- **WHAT IS EXPECTED**:
If a line in the data below includes the string "white", please return a copy of it.
───── RECORDS FOR THIS TASK ─────
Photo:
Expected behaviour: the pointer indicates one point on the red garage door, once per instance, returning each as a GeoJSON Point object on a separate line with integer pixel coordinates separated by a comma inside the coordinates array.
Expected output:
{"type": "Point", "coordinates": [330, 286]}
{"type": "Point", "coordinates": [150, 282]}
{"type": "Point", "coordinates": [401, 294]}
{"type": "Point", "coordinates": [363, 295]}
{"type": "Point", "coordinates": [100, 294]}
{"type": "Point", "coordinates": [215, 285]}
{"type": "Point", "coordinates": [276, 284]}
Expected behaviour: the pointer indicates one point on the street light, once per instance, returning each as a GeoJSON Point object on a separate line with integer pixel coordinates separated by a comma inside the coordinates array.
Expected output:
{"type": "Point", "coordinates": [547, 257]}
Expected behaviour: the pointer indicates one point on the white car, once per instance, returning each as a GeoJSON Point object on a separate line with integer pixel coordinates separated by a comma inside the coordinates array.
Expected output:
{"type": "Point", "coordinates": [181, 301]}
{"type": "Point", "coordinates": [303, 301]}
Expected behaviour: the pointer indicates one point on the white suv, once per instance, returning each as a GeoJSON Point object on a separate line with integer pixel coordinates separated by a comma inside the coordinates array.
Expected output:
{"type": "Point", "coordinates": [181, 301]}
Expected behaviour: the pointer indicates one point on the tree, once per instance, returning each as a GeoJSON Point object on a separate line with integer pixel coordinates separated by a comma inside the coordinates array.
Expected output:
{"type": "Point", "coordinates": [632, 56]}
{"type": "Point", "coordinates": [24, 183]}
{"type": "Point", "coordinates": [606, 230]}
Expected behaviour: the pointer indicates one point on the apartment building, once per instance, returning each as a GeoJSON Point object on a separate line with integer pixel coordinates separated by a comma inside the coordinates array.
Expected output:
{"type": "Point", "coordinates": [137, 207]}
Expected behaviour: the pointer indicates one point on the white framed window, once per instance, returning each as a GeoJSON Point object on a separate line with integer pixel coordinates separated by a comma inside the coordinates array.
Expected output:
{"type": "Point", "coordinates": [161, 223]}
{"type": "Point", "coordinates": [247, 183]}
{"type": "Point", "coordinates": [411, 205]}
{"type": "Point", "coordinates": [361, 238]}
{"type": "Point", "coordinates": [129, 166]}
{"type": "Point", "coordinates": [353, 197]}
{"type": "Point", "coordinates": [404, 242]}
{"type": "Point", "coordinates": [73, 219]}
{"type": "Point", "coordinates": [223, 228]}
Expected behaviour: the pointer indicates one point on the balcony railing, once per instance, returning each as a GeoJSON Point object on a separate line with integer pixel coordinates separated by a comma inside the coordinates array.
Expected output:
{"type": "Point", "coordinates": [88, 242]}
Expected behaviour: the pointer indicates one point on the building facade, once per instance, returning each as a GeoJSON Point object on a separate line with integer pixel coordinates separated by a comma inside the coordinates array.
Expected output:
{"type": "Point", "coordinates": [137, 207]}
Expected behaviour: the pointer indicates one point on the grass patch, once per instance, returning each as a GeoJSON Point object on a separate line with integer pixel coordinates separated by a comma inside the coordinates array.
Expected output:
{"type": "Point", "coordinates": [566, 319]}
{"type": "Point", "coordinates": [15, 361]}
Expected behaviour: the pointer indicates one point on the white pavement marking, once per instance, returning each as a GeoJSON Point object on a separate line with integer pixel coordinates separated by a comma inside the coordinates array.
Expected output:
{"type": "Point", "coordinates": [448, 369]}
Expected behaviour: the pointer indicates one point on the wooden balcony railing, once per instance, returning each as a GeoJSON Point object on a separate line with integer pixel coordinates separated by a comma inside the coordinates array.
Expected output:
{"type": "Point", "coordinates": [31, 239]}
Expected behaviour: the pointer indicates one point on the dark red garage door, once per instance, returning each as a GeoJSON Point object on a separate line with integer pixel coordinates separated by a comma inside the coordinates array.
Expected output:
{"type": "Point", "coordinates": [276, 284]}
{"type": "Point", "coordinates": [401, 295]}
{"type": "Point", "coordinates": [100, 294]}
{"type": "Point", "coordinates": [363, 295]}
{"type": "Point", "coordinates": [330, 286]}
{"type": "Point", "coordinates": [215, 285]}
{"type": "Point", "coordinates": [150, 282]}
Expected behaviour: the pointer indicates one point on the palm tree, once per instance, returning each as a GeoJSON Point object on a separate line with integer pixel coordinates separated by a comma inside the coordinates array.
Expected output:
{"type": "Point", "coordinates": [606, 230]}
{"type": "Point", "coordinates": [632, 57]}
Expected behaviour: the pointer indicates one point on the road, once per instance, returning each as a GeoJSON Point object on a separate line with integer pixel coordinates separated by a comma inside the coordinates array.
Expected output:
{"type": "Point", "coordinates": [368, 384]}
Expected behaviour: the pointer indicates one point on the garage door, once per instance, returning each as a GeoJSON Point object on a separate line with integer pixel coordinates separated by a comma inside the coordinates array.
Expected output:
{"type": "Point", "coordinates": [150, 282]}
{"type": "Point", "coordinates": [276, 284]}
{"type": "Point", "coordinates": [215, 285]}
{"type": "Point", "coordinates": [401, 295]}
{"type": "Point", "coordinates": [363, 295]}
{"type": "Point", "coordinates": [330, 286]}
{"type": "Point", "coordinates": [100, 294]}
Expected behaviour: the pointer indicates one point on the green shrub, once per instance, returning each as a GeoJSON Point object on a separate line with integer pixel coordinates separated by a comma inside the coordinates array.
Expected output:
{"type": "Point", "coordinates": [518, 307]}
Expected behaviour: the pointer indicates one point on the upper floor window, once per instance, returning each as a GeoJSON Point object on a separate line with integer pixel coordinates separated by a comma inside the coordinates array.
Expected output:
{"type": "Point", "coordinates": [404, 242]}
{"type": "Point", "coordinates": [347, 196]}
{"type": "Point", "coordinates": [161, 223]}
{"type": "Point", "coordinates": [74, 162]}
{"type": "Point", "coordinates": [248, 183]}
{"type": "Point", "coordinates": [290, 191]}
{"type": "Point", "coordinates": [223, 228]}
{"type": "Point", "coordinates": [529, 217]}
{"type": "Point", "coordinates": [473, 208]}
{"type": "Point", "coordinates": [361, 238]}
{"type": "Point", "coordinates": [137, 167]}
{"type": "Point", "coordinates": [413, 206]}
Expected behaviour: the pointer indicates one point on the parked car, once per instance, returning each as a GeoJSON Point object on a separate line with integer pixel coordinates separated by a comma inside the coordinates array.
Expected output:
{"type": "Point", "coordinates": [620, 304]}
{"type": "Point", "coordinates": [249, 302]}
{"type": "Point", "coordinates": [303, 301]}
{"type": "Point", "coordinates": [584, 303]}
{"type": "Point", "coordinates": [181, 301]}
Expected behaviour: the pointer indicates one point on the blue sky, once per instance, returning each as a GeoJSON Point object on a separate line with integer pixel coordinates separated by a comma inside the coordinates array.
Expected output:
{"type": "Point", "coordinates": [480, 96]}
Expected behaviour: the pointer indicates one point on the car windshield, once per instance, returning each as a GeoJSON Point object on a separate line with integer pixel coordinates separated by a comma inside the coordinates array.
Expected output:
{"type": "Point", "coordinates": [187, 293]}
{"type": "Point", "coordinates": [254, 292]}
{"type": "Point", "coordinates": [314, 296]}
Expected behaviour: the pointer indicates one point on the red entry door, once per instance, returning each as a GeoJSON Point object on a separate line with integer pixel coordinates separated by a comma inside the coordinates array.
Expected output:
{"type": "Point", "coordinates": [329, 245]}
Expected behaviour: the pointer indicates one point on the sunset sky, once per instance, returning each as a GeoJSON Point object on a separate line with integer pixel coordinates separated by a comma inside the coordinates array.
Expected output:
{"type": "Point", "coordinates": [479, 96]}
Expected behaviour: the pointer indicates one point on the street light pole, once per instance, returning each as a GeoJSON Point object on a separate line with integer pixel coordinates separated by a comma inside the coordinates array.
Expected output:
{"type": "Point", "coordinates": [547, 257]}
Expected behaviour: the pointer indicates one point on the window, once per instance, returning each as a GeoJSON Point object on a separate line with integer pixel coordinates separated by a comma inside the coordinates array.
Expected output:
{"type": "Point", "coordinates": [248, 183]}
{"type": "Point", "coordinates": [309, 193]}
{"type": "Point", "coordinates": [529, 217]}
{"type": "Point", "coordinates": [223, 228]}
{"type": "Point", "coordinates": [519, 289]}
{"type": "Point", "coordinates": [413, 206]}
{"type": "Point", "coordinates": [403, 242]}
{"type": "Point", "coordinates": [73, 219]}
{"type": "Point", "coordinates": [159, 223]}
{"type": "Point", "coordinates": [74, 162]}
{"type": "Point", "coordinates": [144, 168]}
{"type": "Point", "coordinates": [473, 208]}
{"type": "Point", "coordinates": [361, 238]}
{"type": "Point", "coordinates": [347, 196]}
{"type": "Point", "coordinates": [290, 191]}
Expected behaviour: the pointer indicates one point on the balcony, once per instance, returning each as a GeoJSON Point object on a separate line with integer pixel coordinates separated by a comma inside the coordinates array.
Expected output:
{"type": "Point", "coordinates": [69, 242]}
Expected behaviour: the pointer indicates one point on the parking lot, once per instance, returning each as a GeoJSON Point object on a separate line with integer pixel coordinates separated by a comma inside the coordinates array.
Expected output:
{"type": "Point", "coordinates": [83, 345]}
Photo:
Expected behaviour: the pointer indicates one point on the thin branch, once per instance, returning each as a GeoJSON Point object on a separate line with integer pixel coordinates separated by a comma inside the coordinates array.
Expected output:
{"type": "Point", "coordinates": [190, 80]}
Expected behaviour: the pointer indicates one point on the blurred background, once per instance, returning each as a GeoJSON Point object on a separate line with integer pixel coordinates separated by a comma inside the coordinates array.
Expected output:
─────
- **SOLUTION TO THE EXERCISE**:
Expected behaviour: the pointer indicates one point on the white car, once per instance, returning each as a GeoJSON Point object on a separate line with integer pixel coordinates separated by a comma inside the coordinates array.
Expected behaviour: the pointer indicates one point on the white suv, once per instance, returning each as a GeoJSON Point object on a separate line with integer pixel coordinates separated by a comma inside the coordinates array.
Expected behaviour: the pointer indicates one point on the white framed window, once per instance, returning each as a GeoJSON Point object on a separate line with integer pixel coordinates separated by a comma inside the coordinates array.
Expected behaviour: the pointer indicates one point on the white pavement marking, once per instance, returning each as a GeoJSON Point object on a separate line with integer pixel coordinates separated by a comma inside the coordinates array.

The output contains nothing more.